Direction: Could you quote, exactly as they stand, the lines running from the one with "car door in the photo above." to the final line of the material?

═════ Material for this exercise

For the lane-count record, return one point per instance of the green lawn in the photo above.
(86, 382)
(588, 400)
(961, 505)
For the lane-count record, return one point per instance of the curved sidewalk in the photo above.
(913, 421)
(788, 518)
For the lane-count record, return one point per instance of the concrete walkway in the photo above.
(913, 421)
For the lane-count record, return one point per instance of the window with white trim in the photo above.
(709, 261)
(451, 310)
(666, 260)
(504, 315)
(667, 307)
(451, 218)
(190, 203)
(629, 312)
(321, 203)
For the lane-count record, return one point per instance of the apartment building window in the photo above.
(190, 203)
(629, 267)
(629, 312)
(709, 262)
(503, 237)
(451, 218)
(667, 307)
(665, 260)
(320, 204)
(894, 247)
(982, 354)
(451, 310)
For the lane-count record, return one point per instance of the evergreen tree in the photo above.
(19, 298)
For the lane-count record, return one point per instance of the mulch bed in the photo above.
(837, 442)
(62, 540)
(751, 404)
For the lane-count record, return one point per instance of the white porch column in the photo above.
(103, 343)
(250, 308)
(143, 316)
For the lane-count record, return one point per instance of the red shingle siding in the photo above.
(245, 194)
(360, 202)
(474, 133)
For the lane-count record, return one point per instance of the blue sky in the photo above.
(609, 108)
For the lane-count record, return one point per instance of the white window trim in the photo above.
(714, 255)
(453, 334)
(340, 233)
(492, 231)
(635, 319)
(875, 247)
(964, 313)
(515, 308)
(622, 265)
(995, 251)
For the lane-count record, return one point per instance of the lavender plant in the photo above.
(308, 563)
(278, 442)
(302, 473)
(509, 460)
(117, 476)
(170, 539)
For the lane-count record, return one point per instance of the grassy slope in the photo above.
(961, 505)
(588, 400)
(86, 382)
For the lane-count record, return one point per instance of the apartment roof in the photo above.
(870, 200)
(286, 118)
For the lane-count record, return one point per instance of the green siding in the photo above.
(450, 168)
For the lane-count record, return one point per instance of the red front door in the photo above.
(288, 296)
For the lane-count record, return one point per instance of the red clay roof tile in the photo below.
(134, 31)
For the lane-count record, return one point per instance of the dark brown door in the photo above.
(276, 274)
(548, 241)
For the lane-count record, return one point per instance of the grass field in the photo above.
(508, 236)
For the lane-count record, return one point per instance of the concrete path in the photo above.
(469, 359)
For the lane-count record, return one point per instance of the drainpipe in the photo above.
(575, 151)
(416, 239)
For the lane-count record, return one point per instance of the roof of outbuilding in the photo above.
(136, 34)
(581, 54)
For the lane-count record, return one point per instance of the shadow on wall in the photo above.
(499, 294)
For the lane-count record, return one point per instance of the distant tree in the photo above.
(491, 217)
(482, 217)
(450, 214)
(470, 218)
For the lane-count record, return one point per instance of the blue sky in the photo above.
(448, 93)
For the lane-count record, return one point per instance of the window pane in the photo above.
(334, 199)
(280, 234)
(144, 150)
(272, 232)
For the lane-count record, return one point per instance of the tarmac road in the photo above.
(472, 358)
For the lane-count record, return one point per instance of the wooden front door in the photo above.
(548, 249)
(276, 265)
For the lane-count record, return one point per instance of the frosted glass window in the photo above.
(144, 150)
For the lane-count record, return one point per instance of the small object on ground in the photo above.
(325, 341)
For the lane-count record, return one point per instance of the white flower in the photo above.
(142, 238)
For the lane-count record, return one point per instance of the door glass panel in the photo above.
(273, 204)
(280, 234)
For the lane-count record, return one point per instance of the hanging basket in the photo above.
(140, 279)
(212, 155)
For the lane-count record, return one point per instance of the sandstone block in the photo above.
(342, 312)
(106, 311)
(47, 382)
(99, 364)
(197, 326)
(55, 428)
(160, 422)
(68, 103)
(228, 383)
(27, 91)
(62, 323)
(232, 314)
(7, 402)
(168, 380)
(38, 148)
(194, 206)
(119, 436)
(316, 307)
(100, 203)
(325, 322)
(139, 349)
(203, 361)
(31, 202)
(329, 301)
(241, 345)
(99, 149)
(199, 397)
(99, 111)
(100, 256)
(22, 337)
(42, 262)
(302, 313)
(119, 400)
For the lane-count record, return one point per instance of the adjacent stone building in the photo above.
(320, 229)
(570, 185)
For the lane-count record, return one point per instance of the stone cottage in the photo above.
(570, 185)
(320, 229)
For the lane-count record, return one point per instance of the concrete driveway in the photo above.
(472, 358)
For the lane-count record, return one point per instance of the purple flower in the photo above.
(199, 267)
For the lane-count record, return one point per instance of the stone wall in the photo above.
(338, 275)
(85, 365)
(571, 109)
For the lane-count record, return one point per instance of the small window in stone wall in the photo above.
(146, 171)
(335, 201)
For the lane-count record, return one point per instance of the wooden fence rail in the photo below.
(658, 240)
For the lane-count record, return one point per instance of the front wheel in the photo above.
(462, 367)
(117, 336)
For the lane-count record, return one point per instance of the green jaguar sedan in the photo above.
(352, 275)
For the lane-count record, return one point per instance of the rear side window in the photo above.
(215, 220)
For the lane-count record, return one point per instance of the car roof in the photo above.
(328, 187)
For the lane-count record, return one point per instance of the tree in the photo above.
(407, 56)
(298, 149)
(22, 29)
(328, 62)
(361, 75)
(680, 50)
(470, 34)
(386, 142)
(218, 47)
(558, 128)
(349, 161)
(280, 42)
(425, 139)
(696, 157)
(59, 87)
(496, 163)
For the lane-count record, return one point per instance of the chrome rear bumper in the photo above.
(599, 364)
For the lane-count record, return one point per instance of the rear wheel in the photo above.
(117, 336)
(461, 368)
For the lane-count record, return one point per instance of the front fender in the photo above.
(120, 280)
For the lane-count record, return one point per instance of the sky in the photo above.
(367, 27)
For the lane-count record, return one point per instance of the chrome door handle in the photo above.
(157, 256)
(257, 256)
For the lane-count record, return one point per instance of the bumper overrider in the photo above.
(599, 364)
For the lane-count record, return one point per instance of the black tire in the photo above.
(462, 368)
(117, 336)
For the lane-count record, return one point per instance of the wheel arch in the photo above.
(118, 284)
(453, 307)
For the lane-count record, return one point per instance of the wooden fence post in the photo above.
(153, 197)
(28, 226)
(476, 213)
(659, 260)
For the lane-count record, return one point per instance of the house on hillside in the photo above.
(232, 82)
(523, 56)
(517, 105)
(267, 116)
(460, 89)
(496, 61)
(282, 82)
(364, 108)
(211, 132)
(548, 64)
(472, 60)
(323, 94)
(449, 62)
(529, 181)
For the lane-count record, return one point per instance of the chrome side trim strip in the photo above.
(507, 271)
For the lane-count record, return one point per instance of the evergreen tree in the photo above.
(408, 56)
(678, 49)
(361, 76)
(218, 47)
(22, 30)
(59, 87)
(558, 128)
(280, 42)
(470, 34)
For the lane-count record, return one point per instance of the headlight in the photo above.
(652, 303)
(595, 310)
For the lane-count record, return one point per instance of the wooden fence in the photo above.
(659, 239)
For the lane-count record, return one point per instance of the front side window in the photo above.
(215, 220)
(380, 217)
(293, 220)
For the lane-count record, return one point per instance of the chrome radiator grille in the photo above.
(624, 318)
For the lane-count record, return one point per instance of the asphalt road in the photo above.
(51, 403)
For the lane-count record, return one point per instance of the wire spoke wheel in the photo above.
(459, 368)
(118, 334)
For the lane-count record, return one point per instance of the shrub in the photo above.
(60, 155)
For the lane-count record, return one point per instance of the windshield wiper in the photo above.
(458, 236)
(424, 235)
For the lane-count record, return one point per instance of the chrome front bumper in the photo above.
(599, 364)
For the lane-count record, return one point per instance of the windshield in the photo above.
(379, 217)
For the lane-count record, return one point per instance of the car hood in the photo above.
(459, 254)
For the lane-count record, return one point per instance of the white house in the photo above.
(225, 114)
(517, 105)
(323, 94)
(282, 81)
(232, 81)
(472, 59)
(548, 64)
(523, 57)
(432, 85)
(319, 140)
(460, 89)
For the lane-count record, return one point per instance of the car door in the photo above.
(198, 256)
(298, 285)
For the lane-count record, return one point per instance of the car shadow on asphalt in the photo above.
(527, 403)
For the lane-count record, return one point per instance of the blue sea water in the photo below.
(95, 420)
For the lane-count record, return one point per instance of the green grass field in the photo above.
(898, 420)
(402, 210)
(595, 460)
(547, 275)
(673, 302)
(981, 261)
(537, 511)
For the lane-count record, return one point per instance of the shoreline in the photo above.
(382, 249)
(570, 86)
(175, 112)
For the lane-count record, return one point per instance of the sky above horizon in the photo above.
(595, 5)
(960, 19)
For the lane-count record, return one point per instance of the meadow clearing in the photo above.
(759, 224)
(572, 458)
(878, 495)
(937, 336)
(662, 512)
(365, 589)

══════════

The result:
For the lane-count record, return one point per instance of the car door in the photo above.
(198, 256)
(298, 285)
For the lane-count record, return one point per instance of the car shadow on asphalt in the photo above.
(527, 403)
For the lane-count record, return one point per instance of the blue sea water in the photo below.
(95, 420)
For the lane-count record, return one point per instance of the green grass field in the photo above.
(898, 420)
(402, 210)
(595, 460)
(547, 275)
(673, 302)
(981, 261)
(537, 511)
For the lane-count record, return one point per instance of the shoreline in the photo above.
(382, 249)
(570, 86)
(175, 112)
For the lane-count record, return one point per instance of the sky above horizon in the photo above.
(595, 5)
(960, 19)
For the lane-count record, return one point per instance of the meadow clearing in the photo above.
(759, 224)
(572, 458)
(878, 495)
(937, 336)
(662, 512)
(365, 589)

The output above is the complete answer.